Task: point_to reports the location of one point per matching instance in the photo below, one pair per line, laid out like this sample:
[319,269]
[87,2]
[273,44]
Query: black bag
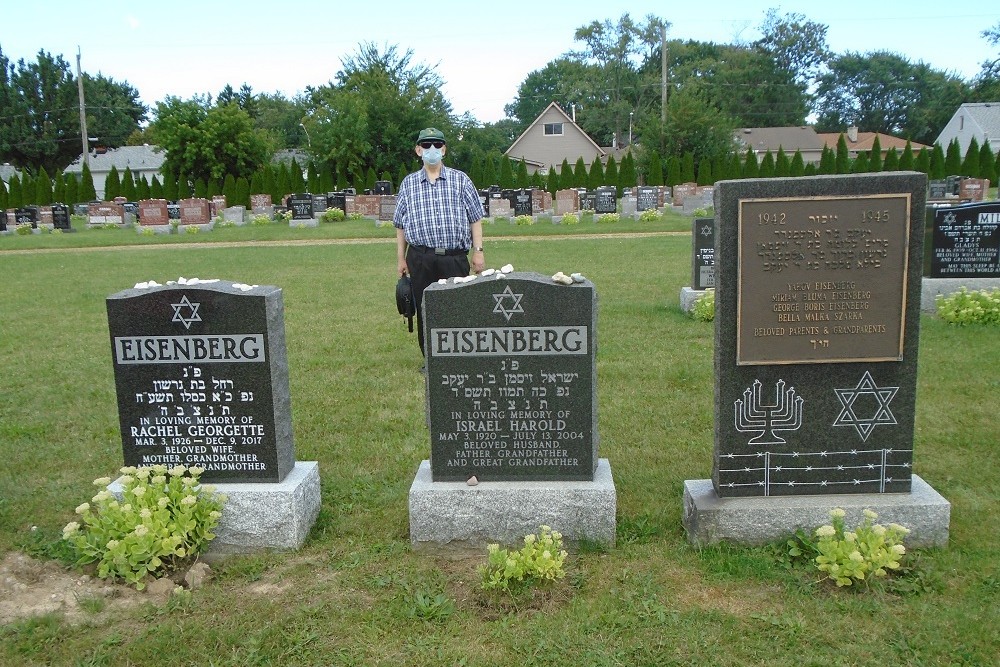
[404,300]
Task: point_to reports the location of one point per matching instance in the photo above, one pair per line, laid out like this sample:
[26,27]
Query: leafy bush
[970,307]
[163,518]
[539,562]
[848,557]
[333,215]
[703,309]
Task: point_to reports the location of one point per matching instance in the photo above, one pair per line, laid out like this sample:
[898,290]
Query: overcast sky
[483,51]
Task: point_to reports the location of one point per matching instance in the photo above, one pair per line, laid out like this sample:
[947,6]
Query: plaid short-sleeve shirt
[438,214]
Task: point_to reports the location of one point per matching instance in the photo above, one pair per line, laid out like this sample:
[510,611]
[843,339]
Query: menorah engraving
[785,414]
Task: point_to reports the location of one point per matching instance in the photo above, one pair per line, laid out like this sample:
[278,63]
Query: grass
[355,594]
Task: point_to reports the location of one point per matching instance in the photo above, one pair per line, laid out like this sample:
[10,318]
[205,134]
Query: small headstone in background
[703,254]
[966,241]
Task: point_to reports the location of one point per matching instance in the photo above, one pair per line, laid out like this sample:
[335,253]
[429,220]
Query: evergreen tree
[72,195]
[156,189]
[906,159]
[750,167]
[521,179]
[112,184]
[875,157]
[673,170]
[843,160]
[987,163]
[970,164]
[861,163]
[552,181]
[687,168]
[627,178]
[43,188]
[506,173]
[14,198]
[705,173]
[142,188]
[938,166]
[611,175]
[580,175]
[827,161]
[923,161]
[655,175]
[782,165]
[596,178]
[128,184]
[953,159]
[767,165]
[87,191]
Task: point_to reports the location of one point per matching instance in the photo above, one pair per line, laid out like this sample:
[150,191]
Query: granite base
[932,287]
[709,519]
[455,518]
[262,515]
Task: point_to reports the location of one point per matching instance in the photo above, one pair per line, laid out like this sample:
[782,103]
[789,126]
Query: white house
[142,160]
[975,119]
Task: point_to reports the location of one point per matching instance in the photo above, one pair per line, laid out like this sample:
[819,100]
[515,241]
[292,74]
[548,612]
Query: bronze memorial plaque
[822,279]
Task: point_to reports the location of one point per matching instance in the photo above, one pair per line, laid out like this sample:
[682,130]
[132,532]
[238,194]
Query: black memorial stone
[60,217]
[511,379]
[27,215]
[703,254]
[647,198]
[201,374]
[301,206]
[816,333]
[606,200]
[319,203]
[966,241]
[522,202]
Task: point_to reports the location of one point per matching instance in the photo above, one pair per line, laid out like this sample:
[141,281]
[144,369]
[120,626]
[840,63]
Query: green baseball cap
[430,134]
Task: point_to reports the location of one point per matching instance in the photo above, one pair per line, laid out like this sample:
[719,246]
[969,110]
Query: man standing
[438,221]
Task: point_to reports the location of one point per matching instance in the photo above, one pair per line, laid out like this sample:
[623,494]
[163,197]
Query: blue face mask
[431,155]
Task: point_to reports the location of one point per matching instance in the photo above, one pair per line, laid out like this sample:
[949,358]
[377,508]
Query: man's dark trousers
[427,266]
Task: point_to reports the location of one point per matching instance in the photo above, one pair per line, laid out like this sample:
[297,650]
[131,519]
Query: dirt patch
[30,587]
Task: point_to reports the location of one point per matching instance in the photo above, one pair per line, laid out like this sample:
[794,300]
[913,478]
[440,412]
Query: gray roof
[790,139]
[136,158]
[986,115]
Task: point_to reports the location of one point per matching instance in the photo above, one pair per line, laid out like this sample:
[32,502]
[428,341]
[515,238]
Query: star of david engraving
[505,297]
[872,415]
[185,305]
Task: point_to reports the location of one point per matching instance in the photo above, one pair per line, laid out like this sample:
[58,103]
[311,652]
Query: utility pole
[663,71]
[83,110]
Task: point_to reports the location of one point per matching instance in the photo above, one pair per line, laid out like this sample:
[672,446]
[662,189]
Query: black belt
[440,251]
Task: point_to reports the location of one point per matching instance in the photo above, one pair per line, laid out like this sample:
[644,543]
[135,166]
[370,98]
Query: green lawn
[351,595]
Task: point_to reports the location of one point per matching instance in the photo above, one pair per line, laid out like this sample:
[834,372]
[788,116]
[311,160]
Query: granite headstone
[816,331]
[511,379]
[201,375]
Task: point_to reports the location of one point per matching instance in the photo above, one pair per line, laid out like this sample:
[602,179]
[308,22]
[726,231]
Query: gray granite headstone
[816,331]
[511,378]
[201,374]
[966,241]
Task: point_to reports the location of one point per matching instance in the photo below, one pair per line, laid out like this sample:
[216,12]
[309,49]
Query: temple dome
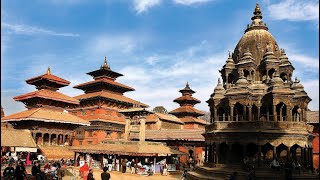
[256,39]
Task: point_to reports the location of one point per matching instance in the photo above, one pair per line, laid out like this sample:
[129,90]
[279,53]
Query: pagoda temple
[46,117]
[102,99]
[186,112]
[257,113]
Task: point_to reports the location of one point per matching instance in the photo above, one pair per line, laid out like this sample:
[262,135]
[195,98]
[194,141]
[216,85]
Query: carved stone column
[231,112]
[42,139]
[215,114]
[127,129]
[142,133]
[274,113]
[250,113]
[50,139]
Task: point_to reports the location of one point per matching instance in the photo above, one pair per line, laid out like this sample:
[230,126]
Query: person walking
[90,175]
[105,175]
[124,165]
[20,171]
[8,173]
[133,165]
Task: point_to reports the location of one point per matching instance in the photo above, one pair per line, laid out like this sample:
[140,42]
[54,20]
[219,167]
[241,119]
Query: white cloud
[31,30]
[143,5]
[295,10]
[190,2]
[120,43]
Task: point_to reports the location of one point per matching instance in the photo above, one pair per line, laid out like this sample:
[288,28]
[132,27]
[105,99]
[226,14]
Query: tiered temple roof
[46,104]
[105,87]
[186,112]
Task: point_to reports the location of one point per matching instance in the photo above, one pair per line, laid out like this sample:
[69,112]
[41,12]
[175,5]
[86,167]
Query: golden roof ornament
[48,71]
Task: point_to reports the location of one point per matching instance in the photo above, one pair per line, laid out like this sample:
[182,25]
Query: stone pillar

◆ How to complete this task: Reproduce, exactly and with both ends included, every line from the one that contains "Query: white cloud" to the end of the listing above.

◆ Output for this exercise:
Query: white cloud
[31,30]
[143,5]
[295,10]
[190,2]
[120,43]
Task: point_to reports the location of one point per matching instance in the photo above, one pair per line, laid out like this sample:
[288,28]
[132,27]
[105,99]
[226,14]
Query: tiered temple roof
[46,104]
[105,87]
[186,112]
Task: point_to reports the location of one point per matching instance in the photo above, one pair per line, laid out like this sample:
[69,112]
[41,12]
[175,5]
[86,167]
Query: golden roof ornament
[48,71]
Task: point_to reports the location of one point per matching instance in the photo above, one pair per line, laid out like this sample:
[182,25]
Query: stone pillar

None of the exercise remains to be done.